● TEXT BLOCK:
________________

Convergence in some measure implies convergence in some other measure absolutely continuous to the first Suppose that $f_n$ converges to $f$ in measure $\mu$ and $\nu$ is a different measure absolutely continuous with respect to $\mu$ (which of course means that both $\mu$ and $\nu$ are defined on the same measure space and  $\mu(E)=0\Longrightarrow \nu(E)=0$ for all sets $E$ in the sigma field). Then I'm trying to prove that $f_n$ converges to $f$ in $\nu$ also. 
I think a proof using the Radon-Nikodym theorem may exist, but I tried doing this from the first principles. So I argued that since $f_n$ converges to $f$ in $\mu$, it has a subsequence $f_{n_k}$ that converges to $f$ almost everywhere w.r.t $\mu$ and hence also w.r.t $\nu$ as $\nu$ is absolutely continuous with respect to $\mu$. So if I assume that all measures are finite, then convergence of $f_{n_k}$ almost everywhere w.r.t $\nu$ implies convergence of $f_{n_k}$ to $f$ in measure $\nu$. I can't finish the argument after this. Can a proof on these lines be completed?
Also in hindsight, I assumed finiteness of all involved measures, so a general question is whether it works for $\sigma-$finite measures. I think not, but would a appreciate a counterexample.
 A: As of the first question, this characterisation

Let $\mu$ be a finite measure. A sequence $f_n$ converges to $f$ in measure with respect to $\mu$ if and only if any subsequence $f_{n_k}$ admits a sub-subsequence $f_{n_{k_h}}$ that converges to $f$ almost everywhere.

provides far more than a solid path. It's almost a proof, because the $f_{n_{k_h}}$ given by the convergence in the measure $\mu$ works for the measure $\nu$ too.

________________

● TASK SET:
A – In the convergence-in-measure thread, can you rewrite the passage that begins at the words "I think a proof" and stops after "lines be completed?", with "almost everywhere" changed to "a.e."?
B – In the convergence-in-measure thread, which theorem does the asker think a proof might use?
C – Can you resume the convergence-in-measure thread from the point where it stops?

Object detection data

________________

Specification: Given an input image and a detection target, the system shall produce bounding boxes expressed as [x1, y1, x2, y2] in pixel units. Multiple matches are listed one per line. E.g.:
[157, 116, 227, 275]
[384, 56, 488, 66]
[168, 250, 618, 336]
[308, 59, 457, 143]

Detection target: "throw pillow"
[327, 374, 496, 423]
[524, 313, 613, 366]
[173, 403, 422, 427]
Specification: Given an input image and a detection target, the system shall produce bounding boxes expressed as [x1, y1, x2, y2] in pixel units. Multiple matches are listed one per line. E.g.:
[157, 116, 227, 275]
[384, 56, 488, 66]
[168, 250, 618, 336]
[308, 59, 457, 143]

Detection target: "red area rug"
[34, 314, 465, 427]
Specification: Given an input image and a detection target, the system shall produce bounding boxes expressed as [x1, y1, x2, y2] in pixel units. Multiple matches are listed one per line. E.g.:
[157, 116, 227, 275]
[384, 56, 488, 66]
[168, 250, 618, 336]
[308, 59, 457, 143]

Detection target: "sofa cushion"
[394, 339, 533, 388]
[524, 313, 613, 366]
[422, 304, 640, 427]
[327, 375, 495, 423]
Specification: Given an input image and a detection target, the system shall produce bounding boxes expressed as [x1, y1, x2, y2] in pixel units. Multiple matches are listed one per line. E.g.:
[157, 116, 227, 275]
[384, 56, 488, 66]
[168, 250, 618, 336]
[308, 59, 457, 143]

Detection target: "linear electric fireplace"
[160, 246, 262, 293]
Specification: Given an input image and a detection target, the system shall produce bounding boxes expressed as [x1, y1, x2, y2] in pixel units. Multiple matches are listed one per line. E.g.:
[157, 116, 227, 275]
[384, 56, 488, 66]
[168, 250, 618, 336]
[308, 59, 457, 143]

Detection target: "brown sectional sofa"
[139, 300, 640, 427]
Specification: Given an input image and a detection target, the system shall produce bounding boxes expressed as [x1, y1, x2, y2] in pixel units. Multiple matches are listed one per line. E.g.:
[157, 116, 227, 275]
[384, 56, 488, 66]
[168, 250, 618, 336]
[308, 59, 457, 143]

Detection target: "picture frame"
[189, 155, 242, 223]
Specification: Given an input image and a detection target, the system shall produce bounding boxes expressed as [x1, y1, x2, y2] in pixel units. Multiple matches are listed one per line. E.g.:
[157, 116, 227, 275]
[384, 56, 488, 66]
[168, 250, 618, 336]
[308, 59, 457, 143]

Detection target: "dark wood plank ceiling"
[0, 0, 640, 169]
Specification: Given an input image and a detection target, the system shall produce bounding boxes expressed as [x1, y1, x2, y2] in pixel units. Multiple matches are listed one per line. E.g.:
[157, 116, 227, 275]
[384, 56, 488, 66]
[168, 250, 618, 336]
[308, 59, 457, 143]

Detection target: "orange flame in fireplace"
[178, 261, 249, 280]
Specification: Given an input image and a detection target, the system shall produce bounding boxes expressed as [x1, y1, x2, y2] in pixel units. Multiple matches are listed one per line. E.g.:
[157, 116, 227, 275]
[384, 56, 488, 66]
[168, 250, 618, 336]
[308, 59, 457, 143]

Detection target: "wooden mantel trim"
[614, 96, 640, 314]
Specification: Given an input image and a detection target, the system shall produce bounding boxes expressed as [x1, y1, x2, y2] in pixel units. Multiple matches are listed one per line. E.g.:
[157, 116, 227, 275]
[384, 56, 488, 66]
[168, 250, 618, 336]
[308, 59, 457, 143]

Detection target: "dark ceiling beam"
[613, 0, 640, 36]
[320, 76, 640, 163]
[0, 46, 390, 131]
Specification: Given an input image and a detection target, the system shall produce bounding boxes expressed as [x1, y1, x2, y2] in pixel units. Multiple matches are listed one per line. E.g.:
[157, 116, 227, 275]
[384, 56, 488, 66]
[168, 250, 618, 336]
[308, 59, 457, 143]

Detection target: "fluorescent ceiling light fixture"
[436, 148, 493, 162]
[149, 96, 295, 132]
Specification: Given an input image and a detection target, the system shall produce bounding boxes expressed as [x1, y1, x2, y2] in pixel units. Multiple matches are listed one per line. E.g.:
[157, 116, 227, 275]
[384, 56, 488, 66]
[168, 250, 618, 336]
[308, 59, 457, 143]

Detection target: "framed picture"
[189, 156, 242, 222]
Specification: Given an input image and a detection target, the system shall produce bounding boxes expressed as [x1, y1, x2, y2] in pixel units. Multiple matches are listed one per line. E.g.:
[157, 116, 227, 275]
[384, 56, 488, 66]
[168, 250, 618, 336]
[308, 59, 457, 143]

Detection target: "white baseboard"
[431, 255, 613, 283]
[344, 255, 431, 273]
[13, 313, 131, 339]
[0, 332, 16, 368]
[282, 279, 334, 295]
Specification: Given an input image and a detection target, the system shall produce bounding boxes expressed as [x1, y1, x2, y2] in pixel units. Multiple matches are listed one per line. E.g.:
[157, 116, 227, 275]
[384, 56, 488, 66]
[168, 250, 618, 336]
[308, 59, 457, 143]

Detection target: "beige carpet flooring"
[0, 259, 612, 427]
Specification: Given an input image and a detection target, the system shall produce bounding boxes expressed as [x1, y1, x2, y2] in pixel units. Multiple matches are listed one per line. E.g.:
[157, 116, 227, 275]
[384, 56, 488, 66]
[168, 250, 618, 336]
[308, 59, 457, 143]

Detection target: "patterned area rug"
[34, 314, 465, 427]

________________

● RESULTS IN ORDER:
A –
I think a proof using the Radon-Nikodym theorem may exist, but I tried doing this from the first principles. So I argued that since $f_n$ converges to $f$ in $\mu$, it has a subsequence $f_{n_k}$ that converges to $f$ a.e. w.r.t $\mu$ and hence also w.r.t $\nu$ as $\nu$ is absolutely continuous with respect to $\mu$. So if I assume that all measures are finite, then convergence of $f_{n_k}$ a.e. w.r.t $\nu$ implies convergence of $f_{n_k}$ to $f$ in measure $\nu$. I can't finish the argument after this. Can a proof on these lines be completed?

B – The Radon-Nikodym theorem.

C –
For the second question, recall the following result:

Let $\mu$ be a $\sigma$-finite measure on $(\Omega,E)$. Then, there exists a probability $\mathbb{P}$ on the same space that is equivalent to $\mu$, i.e. such that $\forall A\in E\ (\mu(A)=0\leftrightarrow\mathbb{P}(A)=0).$

An example of this is $\Omega:=\mathbb{R}$, $\mu:=$Lebesgue measure, $\mathbb{P}:=\frac{1}{\sqrt{2\pi}}e^{-\frac{x^2}{2}}\cdot\mu$
In this example you can show that $f_n:=1_{[n,+\infty)}$ convergese in measure for $\mathbb{P}$ but not for $\mu$
The idea behind this is that, while the notion of almost-everywhere convergence depends only on negligible sets, it implies convergence in measure for finite ones, but not for $\sigma$-finite ones.
A: I happened to come across this awhile ago when I was reading a textbook on semimartingales. The author mentioned and used this as a minor fact without proof. This is how I think about this, hope it helps.
Suppose $\nu$ and $\mu$ are two finite measures on a measurable space $ ( \Omega, \mathscr{F} ) $ such that $\nu << \mu$. Then by the Radon-Nikodym theorem, there exists a measurable function $ \xi $ such that for every $ A \in \mathscr{F} $  $$ \nu(A) = \int_A \xi d\mu. $$
Note that since $\nu$ is finite, $ \int \xi d\mu \leq M $ for some $M > 0$.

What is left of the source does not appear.